Please lay out every line of the material below as a numbered list, leaving out any blank lines.

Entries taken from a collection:
+++

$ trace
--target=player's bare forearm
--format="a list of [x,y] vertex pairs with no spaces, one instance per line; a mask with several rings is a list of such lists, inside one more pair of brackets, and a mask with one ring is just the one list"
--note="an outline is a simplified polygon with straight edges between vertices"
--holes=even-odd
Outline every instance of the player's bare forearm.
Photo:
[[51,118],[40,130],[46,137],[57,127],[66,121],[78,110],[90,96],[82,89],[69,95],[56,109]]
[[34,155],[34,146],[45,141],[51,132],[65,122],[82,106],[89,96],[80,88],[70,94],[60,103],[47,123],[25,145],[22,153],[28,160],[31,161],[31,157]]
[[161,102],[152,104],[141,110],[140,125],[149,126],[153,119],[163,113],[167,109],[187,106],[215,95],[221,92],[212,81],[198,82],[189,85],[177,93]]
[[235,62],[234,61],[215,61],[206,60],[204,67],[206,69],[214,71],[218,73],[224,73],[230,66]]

+++

Worked solution —
1. $ trace
2. --target=player's bare forearm
3. --format="a list of [x,y] vertex pairs with no spaces, one instance per line; a mask with several rings is a list of such lists, inside one more pair of brackets, and a mask with one ring is just the one list"
4. --note="an outline is a simplified polygon with straight edges between vertices"
5. --holes=even-odd
6. Outline every instance of the player's bare forearm.
7. Photo:
8. [[51,118],[40,130],[46,137],[57,127],[66,121],[78,110],[90,96],[82,89],[69,95],[56,109]]
9. [[34,155],[34,146],[45,141],[51,132],[65,122],[82,106],[89,96],[80,88],[70,94],[60,103],[47,123],[25,145],[22,153],[28,160],[31,161],[31,157]]
10. [[161,102],[152,104],[141,110],[140,125],[149,126],[153,119],[163,113],[167,109],[187,106],[215,95],[221,92],[212,81],[198,82],[189,85],[177,93]]
11. [[235,62],[234,61],[215,61],[206,60],[204,67],[206,69],[214,71],[218,73],[224,73],[230,66]]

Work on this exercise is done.